• [YOUR INSTRUCTIONS] Retype the records below word for word, from the line containing "One point marks each instance of the green vegetation." through the line containing "x=1206, y=776", including both of those lines.

• [SUPPLIED MATERIAL]
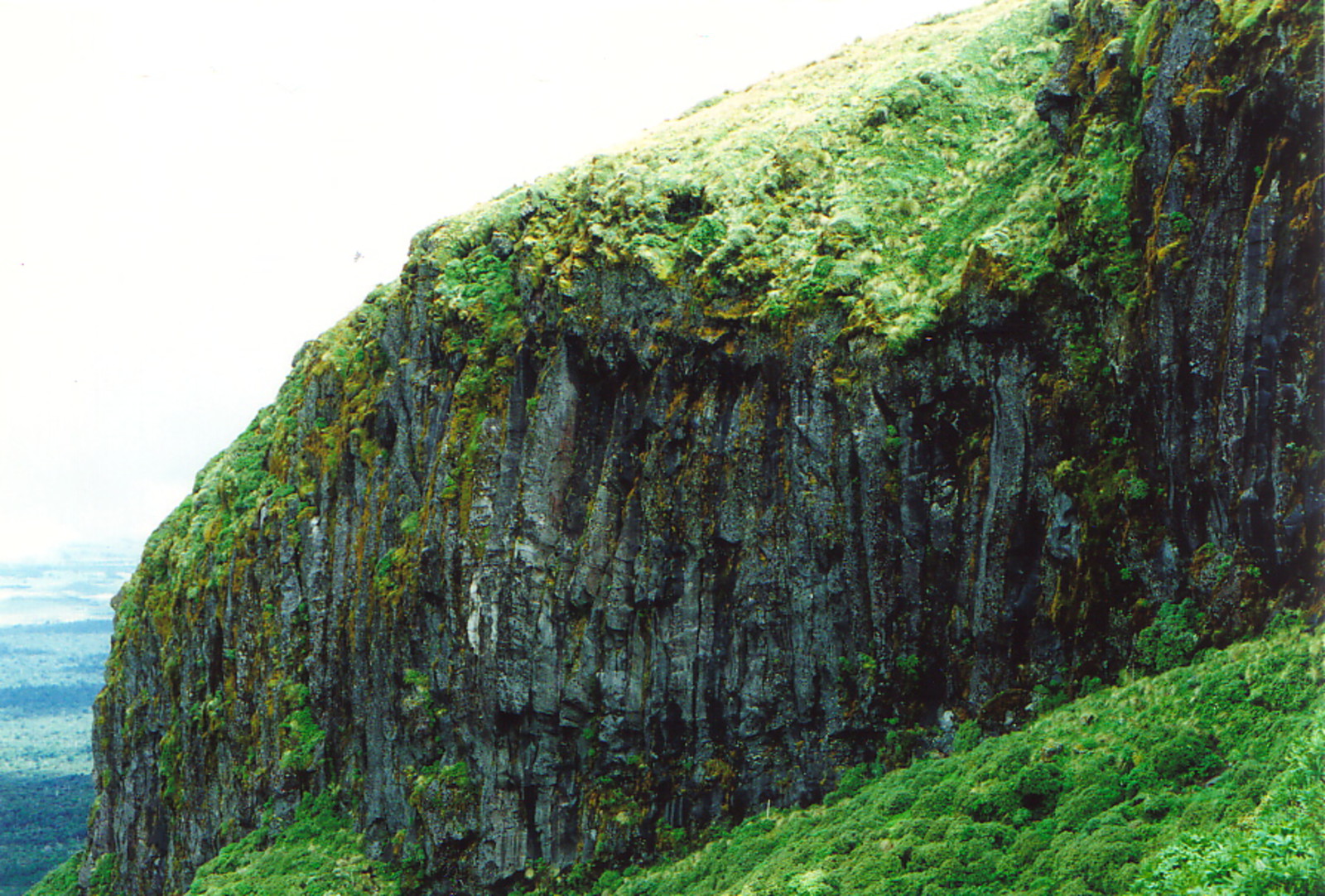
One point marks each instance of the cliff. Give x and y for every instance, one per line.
x=914, y=386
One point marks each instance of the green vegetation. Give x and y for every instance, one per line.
x=1203, y=779
x=41, y=821
x=860, y=185
x=316, y=854
x=51, y=675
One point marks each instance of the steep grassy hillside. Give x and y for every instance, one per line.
x=941, y=381
x=1207, y=778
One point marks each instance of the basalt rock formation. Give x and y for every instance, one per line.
x=914, y=386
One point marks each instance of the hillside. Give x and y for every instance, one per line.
x=865, y=411
x=1206, y=776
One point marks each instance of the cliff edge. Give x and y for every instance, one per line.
x=914, y=386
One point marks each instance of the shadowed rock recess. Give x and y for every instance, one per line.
x=971, y=362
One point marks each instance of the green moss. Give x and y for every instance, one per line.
x=1149, y=788
x=316, y=854
x=61, y=880
x=302, y=741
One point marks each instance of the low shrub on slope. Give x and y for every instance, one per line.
x=1203, y=779
x=1209, y=778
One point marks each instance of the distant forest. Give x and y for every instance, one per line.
x=46, y=699
x=43, y=822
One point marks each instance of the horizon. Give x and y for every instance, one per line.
x=198, y=192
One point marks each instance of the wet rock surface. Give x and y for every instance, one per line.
x=669, y=569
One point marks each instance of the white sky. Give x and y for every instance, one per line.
x=185, y=187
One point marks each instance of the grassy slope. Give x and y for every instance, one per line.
x=1205, y=779
x=1209, y=778
x=861, y=182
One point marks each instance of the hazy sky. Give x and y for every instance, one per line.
x=185, y=189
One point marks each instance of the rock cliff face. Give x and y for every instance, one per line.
x=646, y=498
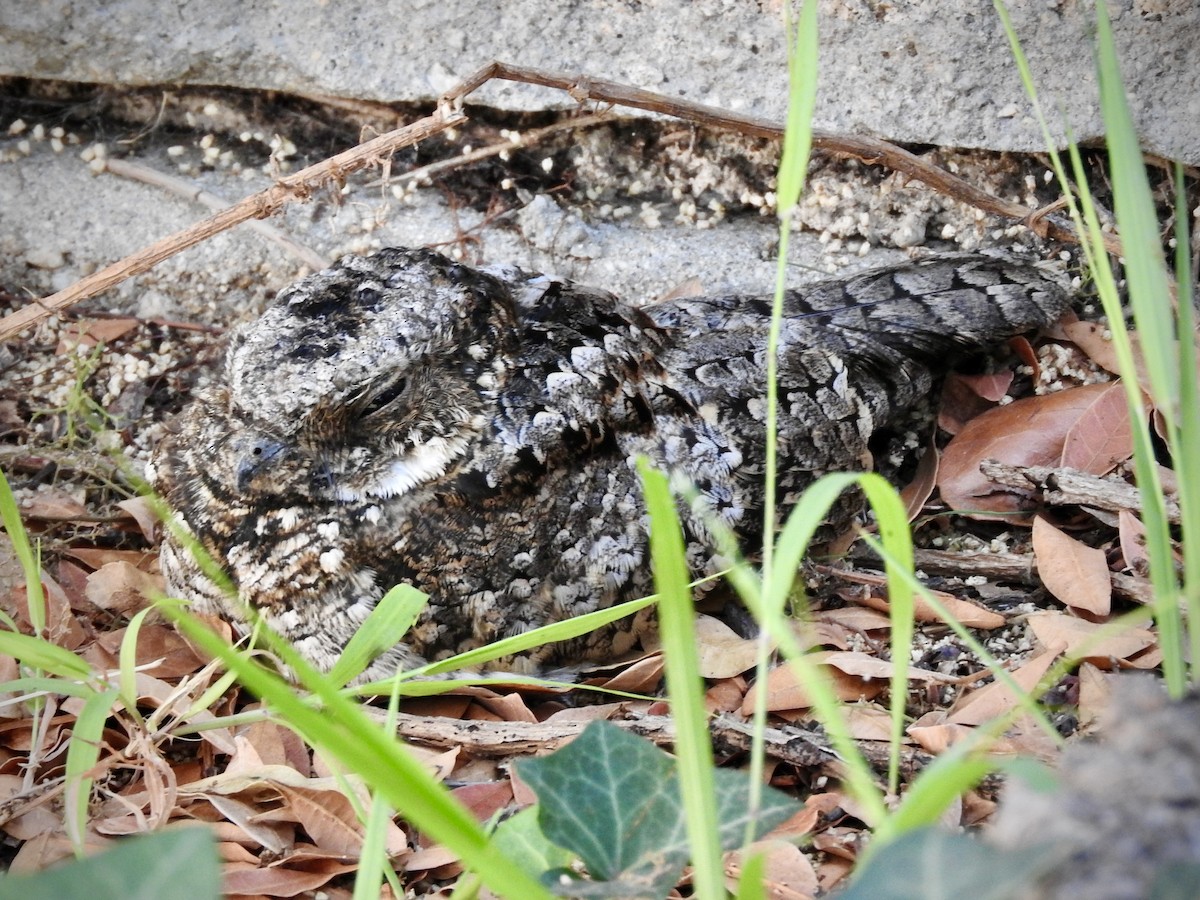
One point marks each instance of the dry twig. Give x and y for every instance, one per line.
x=304, y=183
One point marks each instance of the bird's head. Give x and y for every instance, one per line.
x=367, y=378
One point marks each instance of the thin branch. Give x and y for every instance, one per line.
x=178, y=186
x=303, y=184
x=870, y=150
x=298, y=186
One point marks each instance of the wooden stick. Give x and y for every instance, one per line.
x=870, y=150
x=298, y=186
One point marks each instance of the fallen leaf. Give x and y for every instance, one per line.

• [WRITTEN ANSWER]
One point marks each instance of the green vegetation. Give x and y for every instance, one per line.
x=1203, y=779
x=41, y=821
x=860, y=185
x=316, y=854
x=51, y=675
One point marks each instance of the steep grassy hillside. Give x and y for every instance, one per line.
x=941, y=381
x=1207, y=778
One point marks each instance of the basalt rock formation. Give x and y for every instance, one per line.
x=914, y=386
One point marks each instance of the hillside. Give x and y for every instance, one per line.
x=865, y=411
x=1206, y=776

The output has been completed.